• **EXERCISE REQUIREMENTS**
Please reproduce the passage below on paying off debt word for word, in full.

In the three years, since they became accountable for where and how their money was spent, the Guthries have reduced their debt by $317,000.
"There are so many people who have struggled this (past) year financially, but you really can overcome it if you live like no one else," Guthrie says.
Shannon Smith, a certified financial planner and registered principal with Smith and Partners Financial Services, a firm associated with Raymond James Investments, says the first step in eliminating debt is to reduce expenses.
"The reality is that a vast majority of people spend money on things they don't need. A good example is spending $5 on a latte," he says.
Smith says a reduction in spending, even by a small amount like $10 a day assuming a person's income remains the same can add up to a large sum of money that can be used to pay off debt, he says. "There's a way to do it, but the reality is that most people don't want to do it; they don't want to lower their lifestyle."
Smith suggests paying off debt with the smallest balance first and then utilize the former balance payment and put it toward paying a larger sum on the bigger debt balances.
For instance, if someone has three credit cards with balances of $1,000, $3,000 and $10,000, respectively, and they pay $100 every month on each balance, when the lowest balance is paid off, they can take their former payment to that card and apply it to the larger balance, along with the $100 payment they were already paying, plus any savings they were cutting from their expenses. For instance, cutting $10 out of daily spending would come to a savings of $300 per month.
"If people can find a way to cut their expenses and then take that savings and start paying off debt, in addition to what they're already paying on debt, that's how you get out of debt. There's no magic formula," he says. "The formula to getting out of debt is simple, but it's just not easy for people to execute. It just takes discipline."
Smith says another option for individuals who have good credit and some form of equity in an asset like a home is to take debt with a higher interest rate and consolidate and refinance it.

• **EXTRACTED INFORMATION**

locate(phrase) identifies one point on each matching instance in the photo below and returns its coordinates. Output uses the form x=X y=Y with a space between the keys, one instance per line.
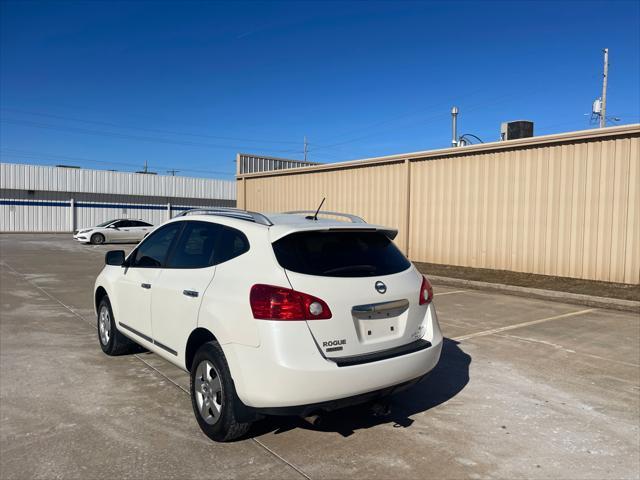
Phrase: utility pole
x=305 y=148
x=603 y=114
x=454 y=126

• **ANSWER SECTION**
In the three years, since they became accountable for where and how their money was spent, the Guthries have reduced their debt by $317,000.
"There are so many people who have struggled this (past) year financially, but you really can overcome it if you live like no one else," Guthrie says.
Shannon Smith, a certified financial planner and registered principal with Smith and Partners Financial Services, a firm associated with Raymond James Investments, says the first step in eliminating debt is to reduce expenses.
"The reality is that a vast majority of people spend money on things they don't need. A good example is spending $5 on a latte," he says.
Smith says a reduction in spending, even by a small amount like $10 a day assuming a person's income remains the same can add up to a large sum of money that can be used to pay off debt, he says. "There's a way to do it, but the reality is that most people don't want to do it; they don't want to lower their lifestyle."
Smith suggests paying off debt with the smallest balance first and then utilize the former balance payment and put it toward paying a larger sum on the bigger debt balances.
For instance, if someone has three credit cards with balances of $1,000, $3,000 and $10,000, respectively, and they pay $100 every month on each balance, when the lowest balance is paid off, they can take their former payment to that card and apply it to the larger balance, along with the $100 payment they were already paying, plus any savings they were cutting from their expenses. For instance, cutting $10 out of daily spending would come to a savings of $300 per month.
"If people can find a way to cut their expenses and then take that savings and start paying off debt, in addition to what they're already paying on debt, that's how you get out of debt. There's no magic formula," he says. "The formula to getting out of debt is simple, but it's just not easy for people to execute. It just takes discipline."
Smith says another option for individuals who have good credit and some form of equity in an asset like a home is to take debt with a higher interest rate and consolidate and refinance it.